-- Start of TASK MATERIAL --

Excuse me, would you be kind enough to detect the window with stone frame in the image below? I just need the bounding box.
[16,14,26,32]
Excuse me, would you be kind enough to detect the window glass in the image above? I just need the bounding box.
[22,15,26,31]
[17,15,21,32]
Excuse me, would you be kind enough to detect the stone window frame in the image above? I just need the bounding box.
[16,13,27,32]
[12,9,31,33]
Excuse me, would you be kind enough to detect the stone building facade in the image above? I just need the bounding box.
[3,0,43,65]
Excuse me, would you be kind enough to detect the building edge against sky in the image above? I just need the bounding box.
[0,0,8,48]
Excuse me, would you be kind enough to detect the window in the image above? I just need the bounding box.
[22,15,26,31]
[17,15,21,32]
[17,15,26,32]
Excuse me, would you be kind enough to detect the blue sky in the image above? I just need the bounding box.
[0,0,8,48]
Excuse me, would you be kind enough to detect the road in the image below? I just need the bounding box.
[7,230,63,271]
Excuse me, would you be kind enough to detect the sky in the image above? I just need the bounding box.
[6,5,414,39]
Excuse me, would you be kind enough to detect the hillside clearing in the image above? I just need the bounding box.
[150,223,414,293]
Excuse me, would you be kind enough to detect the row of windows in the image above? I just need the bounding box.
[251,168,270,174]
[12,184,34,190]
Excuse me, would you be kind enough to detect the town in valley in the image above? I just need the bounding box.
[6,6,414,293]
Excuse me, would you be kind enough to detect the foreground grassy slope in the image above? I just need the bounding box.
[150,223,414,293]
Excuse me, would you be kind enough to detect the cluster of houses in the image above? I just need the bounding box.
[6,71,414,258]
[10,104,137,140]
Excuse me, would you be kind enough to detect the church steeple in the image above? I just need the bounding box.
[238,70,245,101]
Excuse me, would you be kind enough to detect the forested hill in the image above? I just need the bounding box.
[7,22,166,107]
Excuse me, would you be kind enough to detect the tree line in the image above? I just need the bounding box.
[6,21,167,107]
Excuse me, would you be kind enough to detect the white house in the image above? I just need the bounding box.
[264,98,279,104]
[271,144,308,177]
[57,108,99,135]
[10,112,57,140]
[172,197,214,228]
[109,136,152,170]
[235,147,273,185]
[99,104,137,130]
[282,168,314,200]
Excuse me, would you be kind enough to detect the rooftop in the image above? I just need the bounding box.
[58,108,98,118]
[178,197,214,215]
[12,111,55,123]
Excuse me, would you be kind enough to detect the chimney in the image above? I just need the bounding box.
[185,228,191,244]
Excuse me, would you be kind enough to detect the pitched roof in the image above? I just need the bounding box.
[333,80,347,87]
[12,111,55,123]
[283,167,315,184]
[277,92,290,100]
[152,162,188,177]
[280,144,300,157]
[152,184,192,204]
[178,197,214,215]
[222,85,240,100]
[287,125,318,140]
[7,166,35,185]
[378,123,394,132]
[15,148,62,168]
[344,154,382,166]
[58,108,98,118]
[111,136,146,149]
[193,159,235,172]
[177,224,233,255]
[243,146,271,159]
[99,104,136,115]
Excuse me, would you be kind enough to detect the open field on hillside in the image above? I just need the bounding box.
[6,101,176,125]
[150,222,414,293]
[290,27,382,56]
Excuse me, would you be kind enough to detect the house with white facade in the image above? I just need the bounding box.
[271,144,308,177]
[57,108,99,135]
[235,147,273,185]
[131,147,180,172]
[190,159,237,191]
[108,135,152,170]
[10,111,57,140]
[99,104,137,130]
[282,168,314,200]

-- End of TASK MATERIAL --
-- Start of TASK MATERIAL --

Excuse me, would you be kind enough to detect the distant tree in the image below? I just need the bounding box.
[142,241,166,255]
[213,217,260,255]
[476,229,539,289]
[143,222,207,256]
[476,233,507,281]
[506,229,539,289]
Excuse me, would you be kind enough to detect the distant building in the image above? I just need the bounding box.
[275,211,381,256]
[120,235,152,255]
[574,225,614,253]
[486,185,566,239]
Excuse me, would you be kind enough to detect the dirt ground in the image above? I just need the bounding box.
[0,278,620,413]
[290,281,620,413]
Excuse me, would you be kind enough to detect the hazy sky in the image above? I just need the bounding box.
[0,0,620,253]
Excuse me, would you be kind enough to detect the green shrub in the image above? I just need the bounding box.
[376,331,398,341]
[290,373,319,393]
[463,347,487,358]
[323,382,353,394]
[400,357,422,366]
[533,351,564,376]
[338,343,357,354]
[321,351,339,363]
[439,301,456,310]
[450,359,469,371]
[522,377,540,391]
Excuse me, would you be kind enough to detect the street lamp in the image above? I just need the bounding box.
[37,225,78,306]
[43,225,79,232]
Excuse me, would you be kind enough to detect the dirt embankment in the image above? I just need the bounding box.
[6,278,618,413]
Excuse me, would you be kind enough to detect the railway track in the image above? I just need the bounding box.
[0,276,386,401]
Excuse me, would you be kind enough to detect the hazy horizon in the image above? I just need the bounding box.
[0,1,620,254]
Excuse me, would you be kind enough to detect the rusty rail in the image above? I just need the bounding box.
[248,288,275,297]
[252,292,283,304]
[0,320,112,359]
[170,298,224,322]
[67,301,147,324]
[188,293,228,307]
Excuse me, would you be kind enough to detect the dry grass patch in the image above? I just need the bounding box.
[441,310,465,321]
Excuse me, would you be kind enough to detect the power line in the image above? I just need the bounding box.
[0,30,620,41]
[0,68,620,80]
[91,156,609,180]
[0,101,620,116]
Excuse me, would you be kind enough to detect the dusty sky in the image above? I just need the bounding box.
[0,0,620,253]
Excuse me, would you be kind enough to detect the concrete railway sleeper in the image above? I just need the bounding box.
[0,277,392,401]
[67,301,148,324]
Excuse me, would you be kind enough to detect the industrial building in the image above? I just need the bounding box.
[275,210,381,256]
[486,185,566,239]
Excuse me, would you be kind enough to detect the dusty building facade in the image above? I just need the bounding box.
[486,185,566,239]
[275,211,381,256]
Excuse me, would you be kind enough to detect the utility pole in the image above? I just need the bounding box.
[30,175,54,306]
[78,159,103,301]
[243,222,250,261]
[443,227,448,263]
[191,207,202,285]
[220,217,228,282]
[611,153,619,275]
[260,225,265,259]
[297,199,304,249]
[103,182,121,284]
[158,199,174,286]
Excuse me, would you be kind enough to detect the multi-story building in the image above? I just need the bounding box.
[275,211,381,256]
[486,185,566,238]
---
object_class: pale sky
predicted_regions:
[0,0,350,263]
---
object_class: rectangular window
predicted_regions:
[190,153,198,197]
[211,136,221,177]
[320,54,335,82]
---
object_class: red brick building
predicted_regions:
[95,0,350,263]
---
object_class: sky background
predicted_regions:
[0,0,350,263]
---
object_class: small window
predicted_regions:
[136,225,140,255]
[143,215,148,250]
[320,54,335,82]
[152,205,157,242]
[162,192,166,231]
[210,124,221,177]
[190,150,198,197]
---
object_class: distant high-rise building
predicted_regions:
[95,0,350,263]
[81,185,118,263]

-- End of TASK MATERIAL --

EXERCISE OBJECTIVE:
Tally how many lines in the records above contain the word "white", and reply with that number alone.

SOLUTION BELOW:
2